Given task
Could you reproduce the listing below, substituting "marker" for every occurrence of "keypoint" and changing nothing else?

Entries shown
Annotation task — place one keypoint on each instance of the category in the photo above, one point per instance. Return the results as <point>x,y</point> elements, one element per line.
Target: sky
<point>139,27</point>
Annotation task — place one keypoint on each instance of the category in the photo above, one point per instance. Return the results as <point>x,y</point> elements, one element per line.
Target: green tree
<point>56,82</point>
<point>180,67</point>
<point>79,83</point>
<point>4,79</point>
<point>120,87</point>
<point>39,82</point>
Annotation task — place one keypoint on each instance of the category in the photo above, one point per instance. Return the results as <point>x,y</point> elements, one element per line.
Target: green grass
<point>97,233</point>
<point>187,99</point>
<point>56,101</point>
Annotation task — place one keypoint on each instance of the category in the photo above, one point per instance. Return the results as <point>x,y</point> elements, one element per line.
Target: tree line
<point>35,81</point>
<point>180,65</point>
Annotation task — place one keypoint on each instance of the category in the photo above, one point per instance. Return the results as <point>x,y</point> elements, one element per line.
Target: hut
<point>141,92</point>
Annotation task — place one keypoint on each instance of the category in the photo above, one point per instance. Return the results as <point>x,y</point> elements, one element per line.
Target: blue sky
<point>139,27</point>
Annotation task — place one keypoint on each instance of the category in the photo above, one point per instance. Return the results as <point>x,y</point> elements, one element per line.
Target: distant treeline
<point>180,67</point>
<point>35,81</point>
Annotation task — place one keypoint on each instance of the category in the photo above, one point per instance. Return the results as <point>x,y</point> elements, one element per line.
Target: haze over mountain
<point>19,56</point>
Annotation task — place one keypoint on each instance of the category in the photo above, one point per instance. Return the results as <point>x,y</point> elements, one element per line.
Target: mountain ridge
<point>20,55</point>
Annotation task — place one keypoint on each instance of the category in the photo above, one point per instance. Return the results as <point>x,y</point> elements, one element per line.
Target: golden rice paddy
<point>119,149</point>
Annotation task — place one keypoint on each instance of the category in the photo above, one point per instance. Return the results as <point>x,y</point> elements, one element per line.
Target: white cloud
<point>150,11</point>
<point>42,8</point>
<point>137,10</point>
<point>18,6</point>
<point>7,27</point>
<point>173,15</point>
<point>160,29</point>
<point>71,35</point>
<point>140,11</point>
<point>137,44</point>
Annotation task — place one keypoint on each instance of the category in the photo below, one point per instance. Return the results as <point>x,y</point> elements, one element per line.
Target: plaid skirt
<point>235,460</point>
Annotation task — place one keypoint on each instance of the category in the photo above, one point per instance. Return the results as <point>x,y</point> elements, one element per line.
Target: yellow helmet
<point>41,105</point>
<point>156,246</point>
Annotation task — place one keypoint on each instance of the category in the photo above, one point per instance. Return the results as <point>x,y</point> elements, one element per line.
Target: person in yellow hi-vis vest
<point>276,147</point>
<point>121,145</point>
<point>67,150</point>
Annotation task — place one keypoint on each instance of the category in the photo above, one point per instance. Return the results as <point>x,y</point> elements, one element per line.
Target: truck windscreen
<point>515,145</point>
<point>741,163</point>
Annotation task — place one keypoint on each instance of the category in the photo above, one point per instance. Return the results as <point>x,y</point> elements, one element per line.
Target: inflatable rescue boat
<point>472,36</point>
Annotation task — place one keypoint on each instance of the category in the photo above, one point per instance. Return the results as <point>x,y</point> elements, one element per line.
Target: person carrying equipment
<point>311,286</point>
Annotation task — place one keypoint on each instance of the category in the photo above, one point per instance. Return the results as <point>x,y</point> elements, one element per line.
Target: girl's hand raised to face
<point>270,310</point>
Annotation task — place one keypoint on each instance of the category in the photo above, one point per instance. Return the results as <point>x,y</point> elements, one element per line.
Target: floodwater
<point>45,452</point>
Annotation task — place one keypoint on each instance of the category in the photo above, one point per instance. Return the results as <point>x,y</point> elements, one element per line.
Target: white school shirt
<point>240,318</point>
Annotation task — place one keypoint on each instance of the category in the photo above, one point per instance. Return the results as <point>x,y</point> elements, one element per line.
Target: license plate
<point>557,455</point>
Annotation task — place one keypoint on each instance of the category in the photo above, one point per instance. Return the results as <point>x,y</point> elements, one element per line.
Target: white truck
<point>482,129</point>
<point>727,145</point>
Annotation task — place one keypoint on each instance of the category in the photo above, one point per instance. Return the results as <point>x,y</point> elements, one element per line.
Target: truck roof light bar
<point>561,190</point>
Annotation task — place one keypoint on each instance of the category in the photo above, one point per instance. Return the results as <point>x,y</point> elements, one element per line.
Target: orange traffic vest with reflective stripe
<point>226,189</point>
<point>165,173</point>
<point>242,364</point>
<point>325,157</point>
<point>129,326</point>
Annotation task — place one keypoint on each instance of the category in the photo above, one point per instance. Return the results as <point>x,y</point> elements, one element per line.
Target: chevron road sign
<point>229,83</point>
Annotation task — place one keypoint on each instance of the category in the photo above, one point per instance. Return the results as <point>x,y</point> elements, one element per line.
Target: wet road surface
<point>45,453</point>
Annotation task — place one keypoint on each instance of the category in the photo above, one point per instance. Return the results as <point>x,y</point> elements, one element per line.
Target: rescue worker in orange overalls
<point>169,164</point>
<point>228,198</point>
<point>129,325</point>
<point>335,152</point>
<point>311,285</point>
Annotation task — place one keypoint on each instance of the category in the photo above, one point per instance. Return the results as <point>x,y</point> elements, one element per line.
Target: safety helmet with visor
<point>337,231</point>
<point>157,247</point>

Finished task
Annotation task — place one marker on each instance of the category in the photo above, one point per instance. Return the results as <point>x,y</point> elements, one element per line.
Target: sky
<point>139,27</point>
Annotation task — place one marker on each instance of the category in the photo above, one point per instance. Return the results as <point>x,y</point> elements, one element per line.
Target: green tree
<point>56,82</point>
<point>180,67</point>
<point>79,83</point>
<point>4,79</point>
<point>120,87</point>
<point>39,82</point>
Annotation task — place one marker on each instance of the category in the photo above, one point per instance. Return the results as <point>x,y</point> elements, one element per line.
Target: green grass
<point>97,233</point>
<point>187,99</point>
<point>56,101</point>
Annotation task — place one marker on each instance of the category in the photo above, one point per instance. Return the results as <point>x,y</point> elements, one element per line.
Target: tree line
<point>35,81</point>
<point>180,65</point>
Annotation task — place one marker on each instance of the category in the photo above, one point per instance. Return the results as <point>x,y</point> elements, one element per line.
Target: hut
<point>141,92</point>
Annotation task — place one marker on each instance of the category in the photo above, one point per instance. Return the results as <point>x,y</point> elements, one element per line.
Target: blue sky
<point>139,27</point>
Annotation task — place one marker on each instance of the category in the photo above, one point per instance. Return the results as <point>x,y</point> elements, one element per line.
Target: distant treeline
<point>180,67</point>
<point>35,81</point>
Annotation task — place one marker on each instance of the category in the photo above, one point per instance. Return the results as <point>x,y</point> elements, one element per line.
Target: haze over mountain
<point>19,56</point>
Annotation task — place one marker on each instance of the category in the photo above, one point per instance. Return the results as <point>x,y</point> elements, one element per line.
Target: mountain ridge
<point>20,55</point>
Annotation task — place one marker on each instance of the category in the photo above, one point per instance. Return the results as <point>x,y</point> elements, one element per line.
Target: golden rice paddy
<point>119,149</point>
Annotation task — place one marker on each instance of the category in the photo above, one point per instance. Return the results as <point>x,y</point> elements, one element per line.
Target: white cloud
<point>150,11</point>
<point>42,8</point>
<point>137,10</point>
<point>18,6</point>
<point>7,27</point>
<point>173,15</point>
<point>160,29</point>
<point>71,35</point>
<point>140,11</point>
<point>137,44</point>
Annotation task — place one marker on each instance of the category in the photo below, one point per instance. Return the results as <point>x,y</point> elements, one element per line.
Target: plaid skirt
<point>235,460</point>
Annotation task — place one marker on each instance of the category in the photo above, one point per instance. Return the results as <point>x,y</point> elements, one element per line.
Target: yellow helmet
<point>41,105</point>
<point>156,246</point>
Annotation task — place one marker on each instance of the category in the photo above, one point per instance. Return the results as <point>x,y</point> elements, one element per line.
Target: person in yellow hi-vis vest
<point>276,147</point>
<point>121,145</point>
<point>67,150</point>
Annotation task — place one marker on each instance of the category in the photo above, one point per instance. Return the results as <point>x,y</point> elements, one element per line.
Target: truck windscreen
<point>515,145</point>
<point>741,163</point>
Annotation task — place one marker on each instance of the category in the photo above, one point per instance. Return the results as <point>x,y</point> elements, one element per line.
Target: inflatable rescue boat
<point>472,36</point>
Annotation task — place one marker on each instance of the category in the photo above, one point per instance. Return the results as <point>x,y</point> elements, one element per line.
Target: person carrying equipment
<point>311,286</point>
Annotation task — place one marker on each instance of the category in the photo above, one point per instance. Return the results as <point>x,y</point> elements, one element per line.
Target: girl's hand raised to face
<point>270,310</point>
Annotation task — place one marker on each instance of the category in the photo above, one point per instance. Return the results as <point>x,y</point> elements, one element per line.
Target: floodwater
<point>45,452</point>
Annotation task — place one marker on each instance of the category in the photo above, one point per instance. Return the results as <point>x,y</point> elements, one element per line.
Target: white school shirt
<point>240,318</point>
Annotation task — place one marker on each instance of the category in the photo above, one point per instance. Return the results as <point>x,y</point> elements, one element per line.
Target: license plate
<point>557,455</point>
Annotation task — place one marker on each instance of the category in the photo above, one point per instance. Return the results as <point>x,y</point> elements, one element per line.
Target: white truck
<point>482,129</point>
<point>727,145</point>
Annotation task — place one marker on each instance of the category in the photo above, one point per instance. Return the results as <point>x,y</point> elements, one element per line.
Target: truck roof light bar
<point>561,190</point>
Annotation task — place one marker on each instance of the category in the photo above, one point per instance. Return the results as <point>x,y</point> elements, one element per line.
Target: orange traffic vest with reflective stripe
<point>226,189</point>
<point>165,173</point>
<point>242,364</point>
<point>325,157</point>
<point>129,326</point>
Annotation task — place one marker on each instance of the category in the photo above, one point per instance. Return the results as <point>x,y</point> elements, one element per line.
Target: chevron road sign
<point>229,83</point>
Annotation task — place one marker on each instance of the category in the photo above, one point per instance. Return the results as <point>x,y</point> elements, one element per line.
Target: wet road surface
<point>45,453</point>
Annotation task — place one marker on each instance of the category in the photo above, one point per instance. Return the results as <point>x,y</point> elements, one element per line.
Target: rescue worker in orange overalls
<point>169,164</point>
<point>228,198</point>
<point>129,325</point>
<point>335,152</point>
<point>311,285</point>
Annotation task — place one marker on each instance of the category in the photo above, one point per instance. Return the results as <point>x,y</point> elements, one element per line.
Target: safety helmet with visor
<point>337,231</point>
<point>157,247</point>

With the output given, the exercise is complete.